§ **CONSIGNE**
Dans la critique de la pièce, à quoi Chick dépense-t-il l'argent que Colin lui a donné pour épouser Elise ?

§ **EXTRAIT À LIRE**

------------------------------------

La pièce témoigne d’une fraîcheur créative : de la mise en scène au jeu de cette jeune compagnie de La Bouée, et la proposition amuse. Pourtant, mi-figue, mi-raisin, entre rire et déroute, une pointe de maîtrise manque à l’appel de ce peloton de bonne humeur.

Ce pourrait être un village, ce pourrait être St-Germain-des-près, un lieu où rien n’arrive, où tout le monde est beau-gentil. Et puis non, car si la vie s’écoule lentement dans une sorte de maison en sucre, le refuge d’Hansel et Gretel est un piège. Attirant et sécurisant, il est pourtant rongé par un mal mortel, la vie déjà, sans doute. Ainsi Colin, fortuné et gentil, veut tomber amoureux comme son ami Chick l’est d’Elise. Les choses étant simples et bien faites, il fait la rencontre de la belle Chloé. Il l’épouse et l’on nagerait en plein conte de fée, mais les nuages s’assombrissent. Chick est égoïste et dilapide l’argent offert par Colin pour épouser Elise, dans sa collection sur Jean-Sol Partre. Quant à Chloé, la féérie tourne vite au cauchemar car au lendemain de ses noces, elle attrape un nénuphar au poumon et dès lors la belle maison s’assombrit d’une étrange manière et les pièces rétrécissent comme l’espoir de bonheur des jeunes amants. En marge, il y a Nicolas, le cuisiner loufoque, hautain comme grivois, qui se délecte de relations charnelles et accompagne ironiquement Colin dans ses malheureuses aventures.

------------------------------------

§ **Une suite d'entrées**
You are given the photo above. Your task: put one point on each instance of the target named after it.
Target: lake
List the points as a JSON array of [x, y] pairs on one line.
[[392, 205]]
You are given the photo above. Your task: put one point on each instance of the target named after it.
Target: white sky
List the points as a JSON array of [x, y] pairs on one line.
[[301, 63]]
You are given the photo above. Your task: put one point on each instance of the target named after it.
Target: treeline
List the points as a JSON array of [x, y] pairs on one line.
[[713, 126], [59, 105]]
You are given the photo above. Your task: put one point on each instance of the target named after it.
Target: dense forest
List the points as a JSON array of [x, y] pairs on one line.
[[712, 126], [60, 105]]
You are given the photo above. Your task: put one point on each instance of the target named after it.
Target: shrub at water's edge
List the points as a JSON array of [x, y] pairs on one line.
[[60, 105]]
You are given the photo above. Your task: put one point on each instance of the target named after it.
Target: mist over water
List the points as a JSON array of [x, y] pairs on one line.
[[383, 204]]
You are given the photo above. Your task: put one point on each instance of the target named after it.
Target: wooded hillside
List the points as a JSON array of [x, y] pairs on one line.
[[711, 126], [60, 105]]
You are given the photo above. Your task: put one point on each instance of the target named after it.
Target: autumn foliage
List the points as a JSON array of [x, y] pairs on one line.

------------------------------------

§ **RÉPONSE**
Il le dilapide dans sa collection sur Jean-Sol Partre.